FenellaFenella : October 26th and November 1st.

I really liked the leads of In G Major when they danced around to Ravel’s jazzy score with the corps.

With the male corps, Hannah O’Neill seemed light and very comfortable, certain of her charm, a bit mysterious. Of all the Paris Opera dancers, she really caught the Balanchinean art of the micro-hip thrust and used it with easy grace and no vulgarity. (Remember, all of his career, Robbins remained in awe of Balanchine and was wont to quote him). My impression was of a dancer both sculptural and liquid at the same time.

Hugo Marchand was very conspicuously doing some razzamatazz, playful and jolly with the girls. He reminded me of Carpeaux’s sculpture of “La Dance,”  where the Spirit of the Dance slyly eggs on his entourage to do more. But then…

While the leads had been lithe and fun when interacting with their beachmates, when they were left all alone on the bare stage for the central pas de deux… for me the magic just didn’t happen.

In his autobiography, Marchand describes his instant connection with Dorothée Gilbert and how his request to partner her was equally denied by the company director for years. Because of that, we’ve had fewer years of the symbiotic Gilbert/Marchand than we would have liked, and now, as she is about to retire, this always interesting young man is on the hunt for a new real partner.

I often do admire Hannah O’Neill the soloist. But I’m not sure this new coupling is going be “it.” Just go look up the photos on their Instagram accounts.  They both look good, but whereas his hands flame out, at precisely the same microsecond hers are still curling in. What looks good and interesting in the studio – and clearly a working and respectful partnership is going on here — does not necessarily translate into a new and incandescent onstage relationship, at least for now.

#### Exercise instructions
(A) Name every person mentioned in the review of In G Major, leaving out the opening date line.
(B) Write a continuation of the review of In G Major, starting after its final sentence.
The listing after this text has nothing to do with it.

#### Stored data
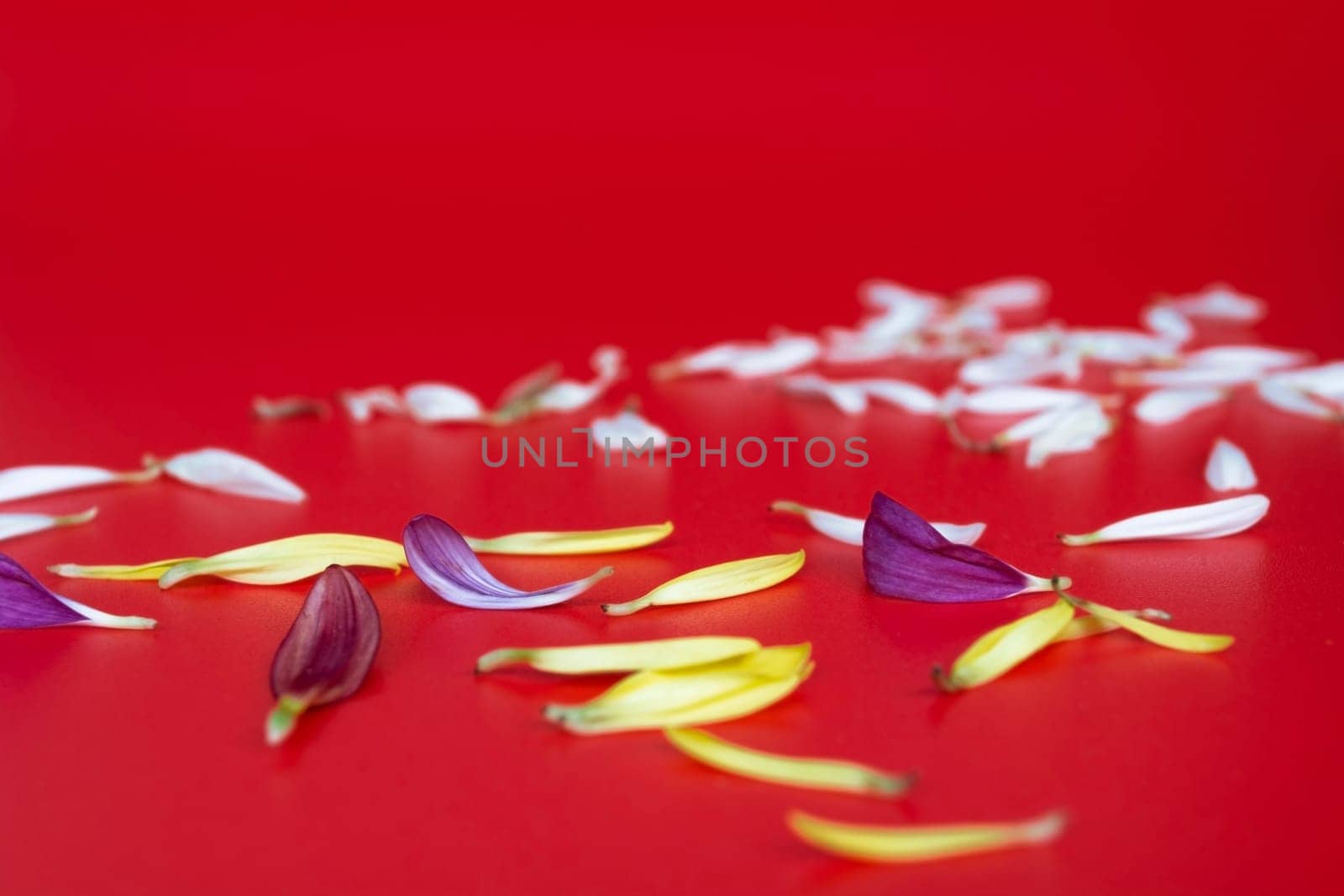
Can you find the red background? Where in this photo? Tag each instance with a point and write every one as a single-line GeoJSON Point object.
{"type": "Point", "coordinates": [202, 204]}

#### Answers to the tasks
(A) Ravel, Hannah O'Neill, Balanchine, Robbins, Hugo Marchand, Carpeaux, and Dorothée Gilbert.

(B)
Even as he gently swished his partner around, Marchand seemed too carefully precise. O’Neill lost her wry “Who Cares?” lift and umph and made shapes. Nothing seemed dangerous or unpredictable, just rehearsed.

The question that the central adagio poses is this: even if we hold hands, are you dancing around me, to me, with me, or – I wish! — as if you lived inside of me? The pas has a deceptively courtly coolness but its inbuilt sweep should work for the audience no matter what. The walking theme and then the swoops or the unexpected ooh-là-là lifts are  there for the taking. But if there is no build up, no path to mirror the music’s sostenuto tension, no eager yearning to be repressed or expressed…just the elegant unfurling of two ribbons of exactly the same colour…  If they don’t connect, than this ballet becomes mere eye candy.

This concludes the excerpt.